• **OBJECTIVE**
Write out every line of the records below word for word, leaving out the pictures.

(Point annotations for photos)

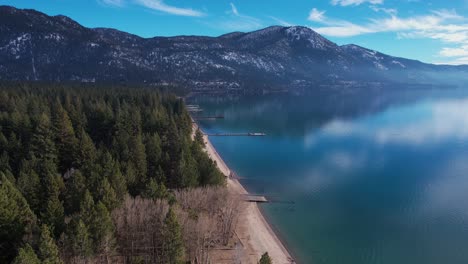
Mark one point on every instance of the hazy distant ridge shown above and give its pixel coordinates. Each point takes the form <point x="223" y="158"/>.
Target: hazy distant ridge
<point x="35" y="46"/>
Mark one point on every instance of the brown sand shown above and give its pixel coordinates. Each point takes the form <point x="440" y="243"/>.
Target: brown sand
<point x="254" y="232"/>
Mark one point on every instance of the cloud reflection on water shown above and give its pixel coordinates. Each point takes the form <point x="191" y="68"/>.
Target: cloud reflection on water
<point x="422" y="123"/>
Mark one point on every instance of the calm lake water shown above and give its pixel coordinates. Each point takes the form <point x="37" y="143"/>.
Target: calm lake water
<point x="358" y="177"/>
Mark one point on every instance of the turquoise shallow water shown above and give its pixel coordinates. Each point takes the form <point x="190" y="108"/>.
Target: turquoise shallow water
<point x="357" y="177"/>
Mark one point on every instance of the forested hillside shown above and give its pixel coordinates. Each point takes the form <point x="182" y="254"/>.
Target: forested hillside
<point x="75" y="160"/>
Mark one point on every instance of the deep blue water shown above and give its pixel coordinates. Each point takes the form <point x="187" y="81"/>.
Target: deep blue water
<point x="357" y="177"/>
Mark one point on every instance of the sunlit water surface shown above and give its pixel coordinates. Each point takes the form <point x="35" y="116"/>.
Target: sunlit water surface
<point x="357" y="177"/>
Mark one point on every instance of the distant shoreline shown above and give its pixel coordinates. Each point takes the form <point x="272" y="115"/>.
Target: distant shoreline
<point x="253" y="229"/>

• **OUTPUT BELOW**
Mark one point on every instance of the hazy distant ridge shown above and give its pixel coordinates. Each point takes the form <point x="223" y="158"/>.
Target: hazy distant ridge
<point x="35" y="46"/>
Mark one point on every instance of the brown sand shown above and give its pixel coordinates. Each point takes the form <point x="440" y="243"/>.
Target: brown sand
<point x="254" y="232"/>
Mark one point on every instance of the cloud reflection on water shown above and give its pixel coordinates. Each point takes the form <point x="191" y="68"/>.
Target: cloud reflection on water
<point x="422" y="123"/>
Mark one point on every instance of the calm lake water shown above and give its pixel coordinates. Each point takes the form <point x="37" y="143"/>.
Target: calm lake water
<point x="358" y="177"/>
Mark one point on every instance of the turquoise shallow water shown above and give its pixel coordinates. Each point takes the form <point x="190" y="108"/>.
Target: turquoise shallow water
<point x="357" y="177"/>
Mark one point on every instance of the forested hillside shown above and give its pixel coordinates. Each point takes the form <point x="182" y="254"/>.
Target: forested hillside
<point x="75" y="160"/>
Mark one point on every instance of the deep blue water shown above and give its pixel coordinates. Each point takes the form <point x="187" y="81"/>.
Target: deep blue water
<point x="357" y="177"/>
Mark one point on every instance of the sunlit water surface shown above and give its pixel coordinates. Each point takes the form <point x="35" y="116"/>.
Target: sunlit water surface
<point x="357" y="177"/>
Mark one point on every instance of the distant shoreline shown above and give its pixel coordinates. Each point takes the form <point x="272" y="115"/>.
Target: distant shoreline
<point x="253" y="229"/>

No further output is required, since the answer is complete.